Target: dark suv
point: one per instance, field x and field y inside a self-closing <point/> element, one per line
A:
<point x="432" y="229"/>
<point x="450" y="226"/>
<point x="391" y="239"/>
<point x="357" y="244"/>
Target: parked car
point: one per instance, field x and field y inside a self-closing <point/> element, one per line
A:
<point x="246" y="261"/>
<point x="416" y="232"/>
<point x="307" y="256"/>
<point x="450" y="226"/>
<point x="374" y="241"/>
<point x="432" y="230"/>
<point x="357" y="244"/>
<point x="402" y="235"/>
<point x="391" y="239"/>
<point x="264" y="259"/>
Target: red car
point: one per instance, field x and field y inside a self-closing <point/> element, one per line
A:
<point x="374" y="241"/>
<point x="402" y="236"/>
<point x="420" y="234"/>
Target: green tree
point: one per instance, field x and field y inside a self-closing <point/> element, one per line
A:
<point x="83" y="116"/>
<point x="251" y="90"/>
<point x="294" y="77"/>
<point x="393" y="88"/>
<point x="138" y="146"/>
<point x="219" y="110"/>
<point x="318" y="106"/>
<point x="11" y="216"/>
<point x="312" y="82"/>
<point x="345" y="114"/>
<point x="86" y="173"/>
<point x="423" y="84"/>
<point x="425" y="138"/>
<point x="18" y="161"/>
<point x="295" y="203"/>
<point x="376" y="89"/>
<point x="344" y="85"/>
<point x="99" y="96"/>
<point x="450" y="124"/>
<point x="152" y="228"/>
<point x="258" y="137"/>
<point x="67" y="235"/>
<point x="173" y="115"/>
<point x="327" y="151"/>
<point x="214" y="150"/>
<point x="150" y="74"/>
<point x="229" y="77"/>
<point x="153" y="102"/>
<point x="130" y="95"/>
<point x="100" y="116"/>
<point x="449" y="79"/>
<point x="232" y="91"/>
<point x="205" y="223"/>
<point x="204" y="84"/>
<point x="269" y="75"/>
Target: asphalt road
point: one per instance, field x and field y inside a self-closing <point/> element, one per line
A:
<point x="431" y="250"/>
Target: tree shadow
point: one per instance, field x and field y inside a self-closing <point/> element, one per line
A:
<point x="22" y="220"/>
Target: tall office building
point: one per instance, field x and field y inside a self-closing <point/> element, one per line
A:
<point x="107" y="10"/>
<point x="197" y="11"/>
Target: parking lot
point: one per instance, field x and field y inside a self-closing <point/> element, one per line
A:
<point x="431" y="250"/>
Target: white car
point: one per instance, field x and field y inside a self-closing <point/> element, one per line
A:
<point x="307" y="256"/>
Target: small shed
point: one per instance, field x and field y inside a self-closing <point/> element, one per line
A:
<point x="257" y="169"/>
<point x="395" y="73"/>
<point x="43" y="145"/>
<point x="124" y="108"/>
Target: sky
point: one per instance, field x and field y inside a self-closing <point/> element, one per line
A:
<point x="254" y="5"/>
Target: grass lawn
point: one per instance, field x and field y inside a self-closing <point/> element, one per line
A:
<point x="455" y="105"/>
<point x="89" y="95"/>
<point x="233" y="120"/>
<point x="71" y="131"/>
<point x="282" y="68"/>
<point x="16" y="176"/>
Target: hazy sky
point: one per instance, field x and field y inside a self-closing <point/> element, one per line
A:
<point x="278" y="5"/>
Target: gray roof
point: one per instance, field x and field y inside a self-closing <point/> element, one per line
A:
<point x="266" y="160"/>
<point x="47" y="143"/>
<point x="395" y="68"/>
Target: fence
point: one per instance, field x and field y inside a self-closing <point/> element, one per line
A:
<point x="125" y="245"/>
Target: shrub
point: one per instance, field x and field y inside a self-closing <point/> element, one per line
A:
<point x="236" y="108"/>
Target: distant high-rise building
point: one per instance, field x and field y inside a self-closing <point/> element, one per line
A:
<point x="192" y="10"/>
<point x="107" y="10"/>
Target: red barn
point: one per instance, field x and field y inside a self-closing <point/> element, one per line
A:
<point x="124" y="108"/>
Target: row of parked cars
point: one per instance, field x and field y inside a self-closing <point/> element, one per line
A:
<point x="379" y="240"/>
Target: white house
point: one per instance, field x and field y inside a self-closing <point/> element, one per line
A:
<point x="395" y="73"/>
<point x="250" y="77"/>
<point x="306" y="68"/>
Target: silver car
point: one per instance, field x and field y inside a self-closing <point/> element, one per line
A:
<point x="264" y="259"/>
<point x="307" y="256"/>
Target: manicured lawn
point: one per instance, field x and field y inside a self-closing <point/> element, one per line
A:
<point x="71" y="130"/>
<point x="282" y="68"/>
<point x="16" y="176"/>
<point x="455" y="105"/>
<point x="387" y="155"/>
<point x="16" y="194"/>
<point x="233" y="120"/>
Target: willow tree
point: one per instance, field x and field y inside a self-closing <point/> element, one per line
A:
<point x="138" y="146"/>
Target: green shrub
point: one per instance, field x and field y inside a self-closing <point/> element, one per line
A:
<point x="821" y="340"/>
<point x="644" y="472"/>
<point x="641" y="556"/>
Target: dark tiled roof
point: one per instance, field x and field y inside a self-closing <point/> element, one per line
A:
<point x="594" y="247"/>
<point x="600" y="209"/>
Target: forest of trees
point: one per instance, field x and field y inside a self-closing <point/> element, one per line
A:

* * * * * * * * *

=== What needs to be done ===
Give the listing again, exactly as it was written.

=== Answer to the exercise ===
Target: dark suv
point: one per instance, field x and field y inside a self-closing <point/> element, one per line
A:
<point x="432" y="229"/>
<point x="450" y="226"/>
<point x="391" y="239"/>
<point x="357" y="244"/>
Target: parked car
point: one per instance, field x and field y inside a self-closing <point/> element, one per line
A:
<point x="246" y="261"/>
<point x="416" y="232"/>
<point x="307" y="256"/>
<point x="450" y="226"/>
<point x="374" y="241"/>
<point x="432" y="230"/>
<point x="357" y="244"/>
<point x="402" y="235"/>
<point x="391" y="239"/>
<point x="264" y="259"/>
Target: red car
point: one per instance, field x and field y inside a self-closing <point/> element, one per line
A:
<point x="374" y="241"/>
<point x="402" y="236"/>
<point x="420" y="234"/>
Target: green tree
point: one per instance, field x and field y inside a self-closing <point/> element, one per line
A:
<point x="83" y="116"/>
<point x="251" y="90"/>
<point x="294" y="77"/>
<point x="393" y="88"/>
<point x="138" y="146"/>
<point x="219" y="110"/>
<point x="318" y="106"/>
<point x="11" y="216"/>
<point x="312" y="82"/>
<point x="345" y="114"/>
<point x="86" y="173"/>
<point x="423" y="84"/>
<point x="425" y="138"/>
<point x="18" y="161"/>
<point x="295" y="203"/>
<point x="376" y="89"/>
<point x="344" y="85"/>
<point x="99" y="96"/>
<point x="450" y="124"/>
<point x="152" y="228"/>
<point x="258" y="137"/>
<point x="67" y="235"/>
<point x="173" y="115"/>
<point x="327" y="151"/>
<point x="214" y="150"/>
<point x="150" y="74"/>
<point x="229" y="77"/>
<point x="153" y="102"/>
<point x="130" y="95"/>
<point x="100" y="116"/>
<point x="449" y="79"/>
<point x="232" y="91"/>
<point x="205" y="223"/>
<point x="204" y="84"/>
<point x="269" y="75"/>
Target: asphalt road
point: one per instance, field x and field y inside a self-closing <point/> element, one per line
A:
<point x="431" y="250"/>
Target: tree shadow
point: one per instance, field x and field y inside a self-closing <point/> element, one per line
A:
<point x="22" y="220"/>
Target: tall office building
point: one per instance, field x and field y inside a self-closing <point/> element, one per line
A:
<point x="107" y="10"/>
<point x="197" y="11"/>
Target: parking lot
point: one per instance, field x and field y inside a self-closing <point/> element, one per line
A:
<point x="431" y="250"/>
Target: white car
point: one per instance, field x and field y inside a self-closing <point/> element, one per line
A:
<point x="307" y="256"/>
Target: small shed
point: one per instance, field x and field y inside a self-closing <point/> element, one per line
A:
<point x="257" y="169"/>
<point x="395" y="73"/>
<point x="43" y="145"/>
<point x="124" y="108"/>
Target: sky
point: one per instance, field x and field y inside a self-closing <point/> element, one per line
A:
<point x="254" y="5"/>
Target: grass lawn
point: one per instance, field x and field y inside a self-closing <point/> element, one per line
A:
<point x="455" y="105"/>
<point x="89" y="95"/>
<point x="233" y="120"/>
<point x="71" y="131"/>
<point x="282" y="68"/>
<point x="16" y="176"/>
Target: hazy sky
point: one per instance, field x and field y inside a self-closing <point/> element, one per line
A:
<point x="278" y="5"/>
Target: gray roof
point: one per instance, field x and field y inside a self-closing <point/> element, one per line
A:
<point x="266" y="160"/>
<point x="47" y="143"/>
<point x="395" y="68"/>
Target: fence
point: one per instance, field x and field y inside a self-closing <point/> element, one per line
A:
<point x="125" y="245"/>
Target: shrub
point: one per instance, field x and field y inside a self-closing <point/> element, one per line
A:
<point x="236" y="108"/>
Target: distant high-rise building
point: one per instance, field x and field y inside a self-closing <point/> element, one per line
A:
<point x="192" y="10"/>
<point x="107" y="10"/>
Target: red barn
point: one per instance, field x and field y inside a self-closing <point/> element, one per line
A:
<point x="124" y="108"/>
Target: row of parked cars
point: one per instance, field x and field y inside a self-closing <point/> element, one per line
A:
<point x="379" y="240"/>
Target: white house
point: one per instance, field x and field y inside a self-closing <point/> element, one per line
A:
<point x="395" y="73"/>
<point x="250" y="77"/>
<point x="306" y="68"/>
Target: silver car
point: one per instance, field x and field y inside a self-closing <point/> element, one per line
A:
<point x="264" y="259"/>
<point x="307" y="256"/>
Target: manicured lawn
point: one per instance, field x and field y inside a self-closing <point/> element, one per line
A:
<point x="71" y="130"/>
<point x="282" y="68"/>
<point x="16" y="176"/>
<point x="455" y="105"/>
<point x="387" y="155"/>
<point x="16" y="194"/>
<point x="233" y="120"/>
Target: willow tree
point: one per instance, field x and field y inside a self-closing <point/> element, one per line
A:
<point x="138" y="146"/>
Target: green shrub
point: one per instance, field x and field y inside a self-closing <point/> element, one per line
A:
<point x="821" y="340"/>
<point x="644" y="472"/>
<point x="641" y="556"/>
Target: dark tiled roof
point: one per instance, field x and field y inside a self-closing <point/> element, one per line
A:
<point x="594" y="247"/>
<point x="600" y="209"/>
Target: forest of trees
point: one per instance, field x and field y inside a self-closing <point/> element, one per line
A:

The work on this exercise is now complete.